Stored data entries
* * * * *
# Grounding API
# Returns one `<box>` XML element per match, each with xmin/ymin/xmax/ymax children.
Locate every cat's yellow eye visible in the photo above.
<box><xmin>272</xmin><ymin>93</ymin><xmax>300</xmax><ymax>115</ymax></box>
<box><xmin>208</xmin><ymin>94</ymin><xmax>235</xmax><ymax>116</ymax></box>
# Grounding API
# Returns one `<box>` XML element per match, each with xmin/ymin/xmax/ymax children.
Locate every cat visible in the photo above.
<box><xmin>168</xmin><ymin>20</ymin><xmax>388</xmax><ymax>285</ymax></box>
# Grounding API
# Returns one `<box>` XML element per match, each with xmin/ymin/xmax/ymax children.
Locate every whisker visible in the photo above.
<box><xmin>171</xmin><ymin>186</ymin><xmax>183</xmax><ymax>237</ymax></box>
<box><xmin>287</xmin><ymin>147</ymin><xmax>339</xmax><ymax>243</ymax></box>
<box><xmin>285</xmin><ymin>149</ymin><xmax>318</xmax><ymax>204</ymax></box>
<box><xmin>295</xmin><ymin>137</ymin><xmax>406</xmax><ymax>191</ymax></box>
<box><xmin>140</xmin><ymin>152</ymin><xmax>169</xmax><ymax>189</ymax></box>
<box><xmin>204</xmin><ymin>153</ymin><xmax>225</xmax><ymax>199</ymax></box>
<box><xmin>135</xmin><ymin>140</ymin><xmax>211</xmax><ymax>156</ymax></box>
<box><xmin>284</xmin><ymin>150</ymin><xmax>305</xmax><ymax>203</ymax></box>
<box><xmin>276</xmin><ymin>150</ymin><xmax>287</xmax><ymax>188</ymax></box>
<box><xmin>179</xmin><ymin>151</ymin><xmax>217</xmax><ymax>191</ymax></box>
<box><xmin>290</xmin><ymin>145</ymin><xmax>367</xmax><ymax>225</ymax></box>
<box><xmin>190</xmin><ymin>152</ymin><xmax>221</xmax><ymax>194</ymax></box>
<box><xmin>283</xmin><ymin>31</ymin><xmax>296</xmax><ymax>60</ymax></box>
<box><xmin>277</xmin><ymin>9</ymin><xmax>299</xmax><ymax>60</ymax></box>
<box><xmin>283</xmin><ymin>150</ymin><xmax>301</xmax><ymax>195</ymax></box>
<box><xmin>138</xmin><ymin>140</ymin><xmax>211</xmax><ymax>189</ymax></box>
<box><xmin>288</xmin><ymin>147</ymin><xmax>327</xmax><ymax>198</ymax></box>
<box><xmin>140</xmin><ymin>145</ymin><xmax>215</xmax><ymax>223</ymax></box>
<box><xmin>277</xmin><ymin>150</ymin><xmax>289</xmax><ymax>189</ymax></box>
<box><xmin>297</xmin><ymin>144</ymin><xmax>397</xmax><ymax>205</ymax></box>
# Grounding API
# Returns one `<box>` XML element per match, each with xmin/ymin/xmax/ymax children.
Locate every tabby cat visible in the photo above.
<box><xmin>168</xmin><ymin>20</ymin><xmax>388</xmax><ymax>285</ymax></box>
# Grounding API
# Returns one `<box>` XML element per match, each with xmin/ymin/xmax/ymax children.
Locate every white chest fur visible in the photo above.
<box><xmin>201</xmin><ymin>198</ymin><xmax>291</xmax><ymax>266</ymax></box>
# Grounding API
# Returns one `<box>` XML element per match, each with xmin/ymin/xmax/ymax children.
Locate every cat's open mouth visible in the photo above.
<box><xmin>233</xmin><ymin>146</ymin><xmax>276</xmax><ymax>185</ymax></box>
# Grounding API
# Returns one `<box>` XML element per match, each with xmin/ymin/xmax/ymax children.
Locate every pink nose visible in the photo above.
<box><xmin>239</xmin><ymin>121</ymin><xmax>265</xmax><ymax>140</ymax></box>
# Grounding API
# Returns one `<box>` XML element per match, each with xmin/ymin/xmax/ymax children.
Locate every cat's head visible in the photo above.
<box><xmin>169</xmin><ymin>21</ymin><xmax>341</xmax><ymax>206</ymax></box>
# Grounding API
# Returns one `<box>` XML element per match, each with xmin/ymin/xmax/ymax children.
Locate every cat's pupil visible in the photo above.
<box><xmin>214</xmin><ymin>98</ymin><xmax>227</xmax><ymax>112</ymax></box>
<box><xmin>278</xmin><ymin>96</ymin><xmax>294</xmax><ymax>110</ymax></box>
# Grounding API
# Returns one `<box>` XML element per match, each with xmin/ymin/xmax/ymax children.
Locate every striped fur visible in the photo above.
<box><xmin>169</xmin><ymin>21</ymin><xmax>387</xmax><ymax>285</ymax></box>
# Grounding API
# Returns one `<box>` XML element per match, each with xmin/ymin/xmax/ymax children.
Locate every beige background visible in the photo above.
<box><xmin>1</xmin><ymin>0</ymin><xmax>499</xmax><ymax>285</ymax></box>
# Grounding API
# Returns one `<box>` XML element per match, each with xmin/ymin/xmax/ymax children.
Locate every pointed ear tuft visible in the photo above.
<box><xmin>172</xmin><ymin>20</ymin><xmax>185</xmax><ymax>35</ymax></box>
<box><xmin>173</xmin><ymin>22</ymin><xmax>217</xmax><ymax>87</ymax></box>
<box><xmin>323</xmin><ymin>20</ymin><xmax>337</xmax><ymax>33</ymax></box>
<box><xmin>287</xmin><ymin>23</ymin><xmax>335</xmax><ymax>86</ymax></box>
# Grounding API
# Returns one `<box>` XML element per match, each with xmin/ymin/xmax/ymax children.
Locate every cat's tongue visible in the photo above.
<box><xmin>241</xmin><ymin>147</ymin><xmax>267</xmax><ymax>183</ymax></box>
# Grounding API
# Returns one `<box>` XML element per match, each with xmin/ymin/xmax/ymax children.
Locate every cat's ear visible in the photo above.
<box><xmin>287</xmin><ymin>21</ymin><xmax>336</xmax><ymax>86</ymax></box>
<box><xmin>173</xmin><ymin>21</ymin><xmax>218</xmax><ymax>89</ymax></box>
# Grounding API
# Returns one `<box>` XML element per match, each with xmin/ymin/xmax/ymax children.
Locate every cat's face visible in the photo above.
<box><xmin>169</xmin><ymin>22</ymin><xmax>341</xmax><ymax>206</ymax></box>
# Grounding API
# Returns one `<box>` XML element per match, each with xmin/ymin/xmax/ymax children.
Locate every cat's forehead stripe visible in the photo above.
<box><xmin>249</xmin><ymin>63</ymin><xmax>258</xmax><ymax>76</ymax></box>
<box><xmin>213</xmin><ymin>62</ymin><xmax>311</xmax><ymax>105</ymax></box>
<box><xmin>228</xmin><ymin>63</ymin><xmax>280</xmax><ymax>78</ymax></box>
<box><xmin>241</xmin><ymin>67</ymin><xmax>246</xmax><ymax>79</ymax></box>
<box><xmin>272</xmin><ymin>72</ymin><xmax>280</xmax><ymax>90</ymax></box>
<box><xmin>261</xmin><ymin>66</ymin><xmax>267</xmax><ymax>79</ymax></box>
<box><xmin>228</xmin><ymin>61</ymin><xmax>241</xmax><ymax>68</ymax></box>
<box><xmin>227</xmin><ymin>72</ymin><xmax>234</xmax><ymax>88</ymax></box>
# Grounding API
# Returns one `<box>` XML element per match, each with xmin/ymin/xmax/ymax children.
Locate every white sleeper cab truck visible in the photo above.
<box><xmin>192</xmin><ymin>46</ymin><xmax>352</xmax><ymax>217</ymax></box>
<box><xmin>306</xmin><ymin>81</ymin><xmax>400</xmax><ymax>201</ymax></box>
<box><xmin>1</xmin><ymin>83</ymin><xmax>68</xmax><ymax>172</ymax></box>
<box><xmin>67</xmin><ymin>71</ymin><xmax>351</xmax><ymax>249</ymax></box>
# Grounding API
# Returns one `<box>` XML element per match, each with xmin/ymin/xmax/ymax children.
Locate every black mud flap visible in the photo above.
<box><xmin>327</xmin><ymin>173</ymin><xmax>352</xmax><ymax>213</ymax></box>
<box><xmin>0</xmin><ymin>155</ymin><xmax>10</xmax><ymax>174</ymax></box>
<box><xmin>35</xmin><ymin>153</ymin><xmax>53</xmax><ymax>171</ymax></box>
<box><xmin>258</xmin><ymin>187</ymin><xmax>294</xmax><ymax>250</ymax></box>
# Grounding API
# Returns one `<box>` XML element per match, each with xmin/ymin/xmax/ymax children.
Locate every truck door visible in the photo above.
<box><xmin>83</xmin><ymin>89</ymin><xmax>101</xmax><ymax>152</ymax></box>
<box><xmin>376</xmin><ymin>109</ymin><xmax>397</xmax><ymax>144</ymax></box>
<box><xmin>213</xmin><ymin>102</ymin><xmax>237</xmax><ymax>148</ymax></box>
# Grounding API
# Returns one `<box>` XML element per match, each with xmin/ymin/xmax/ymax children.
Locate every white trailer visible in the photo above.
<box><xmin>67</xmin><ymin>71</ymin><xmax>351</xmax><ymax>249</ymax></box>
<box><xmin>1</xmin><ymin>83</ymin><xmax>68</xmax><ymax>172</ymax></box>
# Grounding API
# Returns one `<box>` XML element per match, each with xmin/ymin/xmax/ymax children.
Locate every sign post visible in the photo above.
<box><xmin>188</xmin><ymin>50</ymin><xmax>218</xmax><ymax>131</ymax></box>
* * * * *
→ Problem to work on: Your reply should be an exact copy of every line from the line with "Locate every truck" through the final line of the data, and nothing more.

→ Answer section:
Locate every truck door visible in the photo above.
<box><xmin>83</xmin><ymin>89</ymin><xmax>101</xmax><ymax>152</ymax></box>
<box><xmin>376</xmin><ymin>109</ymin><xmax>397</xmax><ymax>144</ymax></box>
<box><xmin>213</xmin><ymin>102</ymin><xmax>237</xmax><ymax>148</ymax></box>
# Grounding API
# Returns one `<box>` XML element per match, each with xmin/ymin/xmax/ymax children.
Locate every white trailer visible in the photo above.
<box><xmin>67</xmin><ymin>71</ymin><xmax>351</xmax><ymax>249</ymax></box>
<box><xmin>1</xmin><ymin>83</ymin><xmax>68</xmax><ymax>172</ymax></box>
# Grounding API
# Returns one `<box>` XML element per match, each with xmin/ymin/xmax/ymax children.
Locate every sign post visible in the photo above.
<box><xmin>188</xmin><ymin>50</ymin><xmax>218</xmax><ymax>131</ymax></box>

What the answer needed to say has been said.